§ OBJETIVO DO EXERCÍCIO
De acordo com o texto sobre segurança de extensões de navegador, por que não basta confiar em um antivírus para se proteger de arquivos e programas maliciosos? Explique em uma a três frases.

§ TEXTO
Com tudo o que vimos, fica o questionamento: “Como podemos mitigar um problema como esse?”. A resposta é mais simples do que parece, precisamos desenvolver mais o senso de segurança na mente da população ativa na Internet. Como fazer? Na minha pouca experiência não consigo encontrar um procedimento robusto que leve a uma solução definitiva, o que pode ser feito em curto prazo, é o uso de ferramentas (de fontes confiáveis) para verificar a segurança das extensões dos navegadores (ex.: https://browsercheck.qualys.com/) ou artigos adicionais sobre o tema e mais dicas à serem seguidas para se manter seguro (ex.: https://www.wired.com/story/how-to-audit-browser-extensions-security-chrome-firefox-edge-safari/). Mas ao aprender mais sobre como as extensões podem ser perigosas, a dica que dou para conhecidos e amigos: só instale uma extensão se for ultra mega importante. Se houver algum site que faz a mesma coisa, acesse o site, é mais seguro. A maioria dos usuários da Internet não sabem dos perigos que se pode encontrar durante a utilização, principalmente quando a fonte desses vetores maliciosos é de certa forma confiável, no nosso caso, as lojas dos navegadores. Infelizmente, quando tratamos de arquivos e programas maliciosos, é comum que os usuários contem com softwares antivírus para resolver todo seu problema, quando na verdade, nem sempre esses programas são detectados (como a extensão que desenvolvemos por exemplo), basta ao usuário se questionar se ele deve ou não instalar aquele arquivo desconhecido. Mais uma vez citando Felipe: “O melhor antivírus que existe, é o bom senso”.
Motivação & Agradecimentos
Hallo! Meu nome é Vinicius Lôbo. Sou estudante de Ciência da Computação em Recife – PE, PcD Monocular e maluco por Radiohead :P. Neste Artigo, compartilhei um pouco do conhecimento adquirido durante meus estudos como estagiário na Tempest.

§ DADOS DISPONÍVEIS
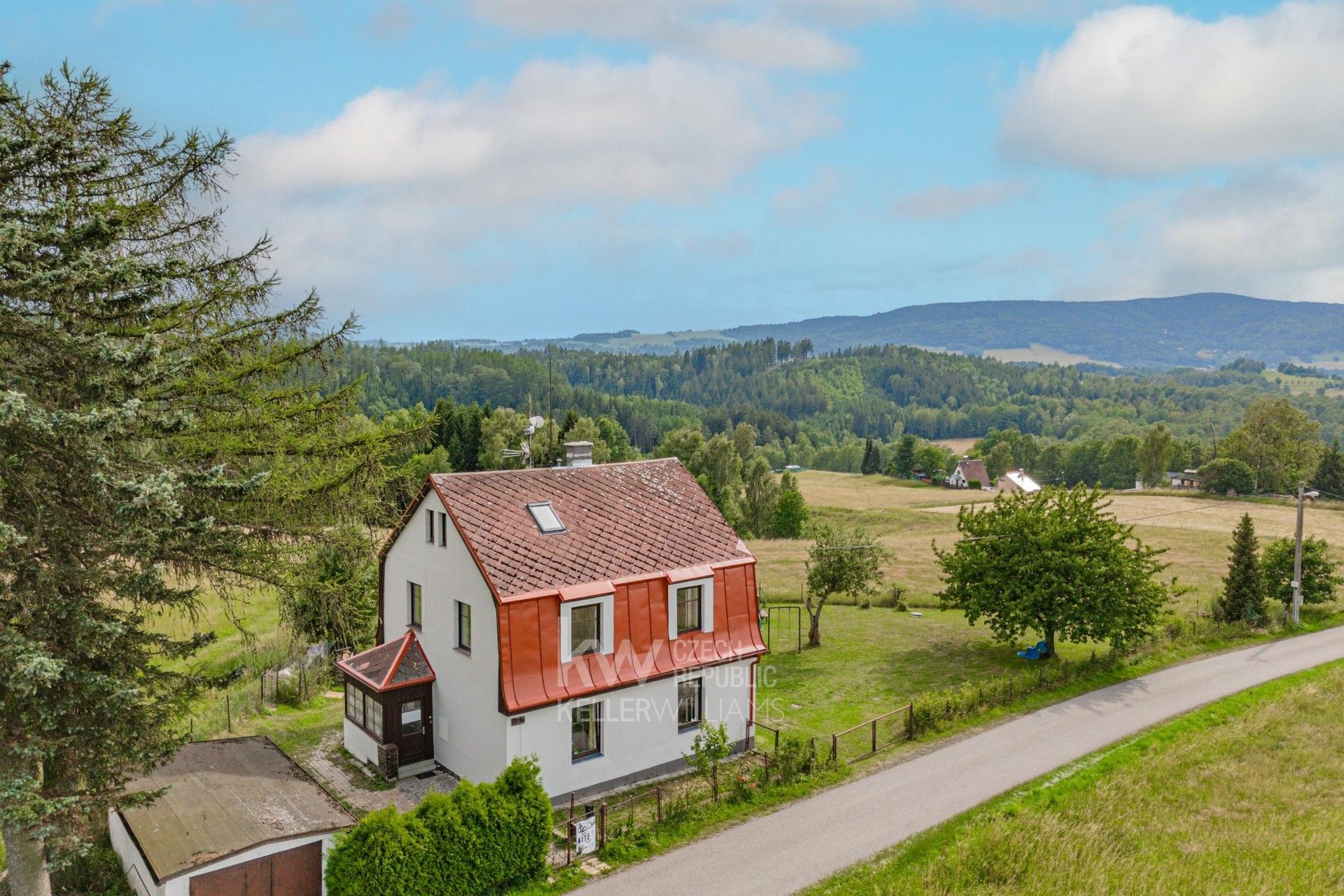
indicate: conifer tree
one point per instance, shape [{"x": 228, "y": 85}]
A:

§ RESOLUÇÃO DA TAREFA
Porque nem sempre esses programas maliciosos são detectados pelo antivírus, como acontece com a extensão desenvolvida no próprio texto. Por isso, cabe ao usuário se perguntar se deve ou não instalar um arquivo desconhecido.